Convert the listing, from its first line through the line containing "positive clicks: (1103, 240)", into a JSON list of strings with one string per line. Omit blank lines and include nothing past that line.

(Stored data)
<<<<

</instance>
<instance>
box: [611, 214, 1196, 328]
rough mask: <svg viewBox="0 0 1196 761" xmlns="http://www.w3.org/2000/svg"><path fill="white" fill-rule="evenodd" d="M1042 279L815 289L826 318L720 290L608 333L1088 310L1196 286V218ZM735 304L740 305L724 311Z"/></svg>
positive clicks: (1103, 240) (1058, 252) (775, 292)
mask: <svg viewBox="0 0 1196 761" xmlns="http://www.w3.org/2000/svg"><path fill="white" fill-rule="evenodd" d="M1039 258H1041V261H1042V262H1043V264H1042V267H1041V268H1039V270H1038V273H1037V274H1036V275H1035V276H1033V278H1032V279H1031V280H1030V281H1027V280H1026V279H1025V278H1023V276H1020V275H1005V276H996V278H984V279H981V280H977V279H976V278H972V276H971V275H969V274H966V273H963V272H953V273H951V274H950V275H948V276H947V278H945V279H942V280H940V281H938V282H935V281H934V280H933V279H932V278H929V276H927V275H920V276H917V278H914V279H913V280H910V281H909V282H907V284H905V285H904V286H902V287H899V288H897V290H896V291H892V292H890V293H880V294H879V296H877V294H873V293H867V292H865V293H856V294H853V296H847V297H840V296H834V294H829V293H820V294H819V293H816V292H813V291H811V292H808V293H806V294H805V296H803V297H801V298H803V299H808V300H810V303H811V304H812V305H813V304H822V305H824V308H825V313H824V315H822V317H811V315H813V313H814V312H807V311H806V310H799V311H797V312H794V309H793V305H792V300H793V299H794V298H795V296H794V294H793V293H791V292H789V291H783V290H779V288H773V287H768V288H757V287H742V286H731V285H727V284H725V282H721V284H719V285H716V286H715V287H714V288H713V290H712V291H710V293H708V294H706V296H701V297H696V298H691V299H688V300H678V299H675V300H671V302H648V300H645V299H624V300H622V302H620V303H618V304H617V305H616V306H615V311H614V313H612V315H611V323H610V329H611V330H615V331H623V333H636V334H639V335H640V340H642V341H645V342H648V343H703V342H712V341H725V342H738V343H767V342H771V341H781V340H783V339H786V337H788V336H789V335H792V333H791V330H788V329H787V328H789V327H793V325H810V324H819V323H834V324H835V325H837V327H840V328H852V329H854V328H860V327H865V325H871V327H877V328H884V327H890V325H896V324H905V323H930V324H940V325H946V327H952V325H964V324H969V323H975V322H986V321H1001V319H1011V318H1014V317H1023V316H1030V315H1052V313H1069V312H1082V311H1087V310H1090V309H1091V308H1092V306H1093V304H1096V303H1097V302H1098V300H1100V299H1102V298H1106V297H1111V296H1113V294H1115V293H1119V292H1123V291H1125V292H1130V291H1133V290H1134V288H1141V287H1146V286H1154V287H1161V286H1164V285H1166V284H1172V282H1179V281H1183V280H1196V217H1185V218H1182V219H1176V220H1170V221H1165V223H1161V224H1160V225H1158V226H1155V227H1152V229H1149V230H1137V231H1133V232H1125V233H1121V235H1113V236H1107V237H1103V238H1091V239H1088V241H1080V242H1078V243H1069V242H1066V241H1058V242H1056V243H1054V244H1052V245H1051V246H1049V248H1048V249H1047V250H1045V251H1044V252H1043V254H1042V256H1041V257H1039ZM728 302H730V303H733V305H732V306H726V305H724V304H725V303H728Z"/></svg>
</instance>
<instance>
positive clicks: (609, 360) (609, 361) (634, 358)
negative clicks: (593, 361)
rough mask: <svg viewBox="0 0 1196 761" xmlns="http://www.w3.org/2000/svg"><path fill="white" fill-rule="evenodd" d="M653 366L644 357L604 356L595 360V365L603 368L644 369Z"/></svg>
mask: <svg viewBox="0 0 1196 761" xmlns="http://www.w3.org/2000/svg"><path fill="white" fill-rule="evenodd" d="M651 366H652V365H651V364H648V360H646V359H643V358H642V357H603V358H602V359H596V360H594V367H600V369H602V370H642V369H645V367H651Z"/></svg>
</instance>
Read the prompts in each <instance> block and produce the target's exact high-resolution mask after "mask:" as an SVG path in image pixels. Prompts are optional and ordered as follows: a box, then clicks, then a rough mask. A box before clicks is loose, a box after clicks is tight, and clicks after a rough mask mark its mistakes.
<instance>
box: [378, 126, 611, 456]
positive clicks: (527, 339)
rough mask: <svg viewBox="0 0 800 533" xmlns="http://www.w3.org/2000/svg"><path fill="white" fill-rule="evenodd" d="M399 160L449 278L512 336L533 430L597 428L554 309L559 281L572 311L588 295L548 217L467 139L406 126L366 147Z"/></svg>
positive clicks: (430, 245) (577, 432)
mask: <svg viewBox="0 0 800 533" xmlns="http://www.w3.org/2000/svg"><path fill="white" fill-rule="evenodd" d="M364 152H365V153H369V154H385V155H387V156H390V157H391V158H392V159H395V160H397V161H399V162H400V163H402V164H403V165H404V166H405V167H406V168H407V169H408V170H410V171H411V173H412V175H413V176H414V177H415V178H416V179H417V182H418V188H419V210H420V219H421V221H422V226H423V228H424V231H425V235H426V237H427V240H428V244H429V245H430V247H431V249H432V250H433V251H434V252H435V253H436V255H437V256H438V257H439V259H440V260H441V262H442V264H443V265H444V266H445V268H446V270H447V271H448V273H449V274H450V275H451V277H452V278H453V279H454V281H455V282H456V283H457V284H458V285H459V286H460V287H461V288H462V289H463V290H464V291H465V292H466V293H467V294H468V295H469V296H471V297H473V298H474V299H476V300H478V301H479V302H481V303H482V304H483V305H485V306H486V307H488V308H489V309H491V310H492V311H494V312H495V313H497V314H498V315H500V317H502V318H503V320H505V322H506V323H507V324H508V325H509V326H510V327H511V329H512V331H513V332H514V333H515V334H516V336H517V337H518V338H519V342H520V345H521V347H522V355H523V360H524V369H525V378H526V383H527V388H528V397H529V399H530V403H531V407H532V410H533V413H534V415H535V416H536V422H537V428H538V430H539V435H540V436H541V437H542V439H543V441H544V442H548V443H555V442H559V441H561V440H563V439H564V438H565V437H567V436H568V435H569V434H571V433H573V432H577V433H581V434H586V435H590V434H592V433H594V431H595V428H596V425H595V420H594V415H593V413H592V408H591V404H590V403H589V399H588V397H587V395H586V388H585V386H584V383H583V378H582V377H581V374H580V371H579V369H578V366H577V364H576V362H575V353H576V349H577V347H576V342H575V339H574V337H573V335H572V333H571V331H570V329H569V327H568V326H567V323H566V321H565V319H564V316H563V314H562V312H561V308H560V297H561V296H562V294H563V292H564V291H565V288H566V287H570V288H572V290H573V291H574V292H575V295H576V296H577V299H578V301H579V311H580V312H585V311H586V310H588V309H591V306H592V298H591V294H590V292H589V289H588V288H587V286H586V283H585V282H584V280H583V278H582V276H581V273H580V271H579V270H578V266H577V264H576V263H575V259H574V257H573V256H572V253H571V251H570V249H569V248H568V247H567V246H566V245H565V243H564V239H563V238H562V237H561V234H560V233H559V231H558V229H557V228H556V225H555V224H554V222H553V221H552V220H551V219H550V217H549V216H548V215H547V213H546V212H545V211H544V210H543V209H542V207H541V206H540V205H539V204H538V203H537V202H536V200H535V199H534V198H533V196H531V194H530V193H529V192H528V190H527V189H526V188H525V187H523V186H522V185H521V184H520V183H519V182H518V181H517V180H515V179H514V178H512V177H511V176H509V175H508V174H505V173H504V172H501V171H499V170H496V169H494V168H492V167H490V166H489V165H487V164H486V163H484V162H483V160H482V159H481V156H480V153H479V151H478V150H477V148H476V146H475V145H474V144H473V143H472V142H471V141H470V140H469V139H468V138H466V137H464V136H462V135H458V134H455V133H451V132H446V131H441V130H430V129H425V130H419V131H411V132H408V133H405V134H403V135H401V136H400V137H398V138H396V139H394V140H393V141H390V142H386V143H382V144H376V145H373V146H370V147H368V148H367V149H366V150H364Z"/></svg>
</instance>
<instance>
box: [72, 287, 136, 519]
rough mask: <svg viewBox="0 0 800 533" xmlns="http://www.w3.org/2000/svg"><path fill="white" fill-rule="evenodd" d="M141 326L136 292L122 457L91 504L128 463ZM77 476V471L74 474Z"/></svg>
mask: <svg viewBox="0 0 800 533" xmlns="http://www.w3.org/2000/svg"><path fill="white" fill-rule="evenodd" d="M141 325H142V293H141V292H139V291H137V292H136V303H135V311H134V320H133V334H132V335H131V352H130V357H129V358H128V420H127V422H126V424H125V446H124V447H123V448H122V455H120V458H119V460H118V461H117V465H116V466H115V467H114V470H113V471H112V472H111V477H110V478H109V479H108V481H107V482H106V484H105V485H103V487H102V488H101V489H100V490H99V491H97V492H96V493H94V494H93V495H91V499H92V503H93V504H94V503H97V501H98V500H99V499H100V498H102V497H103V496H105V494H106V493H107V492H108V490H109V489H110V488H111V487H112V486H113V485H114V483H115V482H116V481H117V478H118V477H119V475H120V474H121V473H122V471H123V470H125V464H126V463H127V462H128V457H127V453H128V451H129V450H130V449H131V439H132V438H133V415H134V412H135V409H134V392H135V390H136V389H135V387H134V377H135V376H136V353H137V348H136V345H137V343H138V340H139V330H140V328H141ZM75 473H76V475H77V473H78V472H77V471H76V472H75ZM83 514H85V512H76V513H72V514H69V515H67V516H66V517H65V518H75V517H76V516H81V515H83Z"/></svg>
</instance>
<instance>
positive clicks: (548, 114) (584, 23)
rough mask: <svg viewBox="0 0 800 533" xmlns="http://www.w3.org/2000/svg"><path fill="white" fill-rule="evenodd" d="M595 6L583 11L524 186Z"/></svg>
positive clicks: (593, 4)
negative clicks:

>>>>

**RESPONSE TO THIS TASK:**
[
  "</instance>",
  "<instance>",
  "box: [611, 214, 1196, 328]",
  "rough mask: <svg viewBox=\"0 0 1196 761\" xmlns=\"http://www.w3.org/2000/svg\"><path fill=\"white\" fill-rule=\"evenodd\" d=\"M1042 279L815 289L826 318L720 290L608 333L1088 310L1196 286V218ZM735 304L740 305L724 311Z\"/></svg>",
  "positive clicks: (1103, 240) (1058, 252) (775, 292)"
]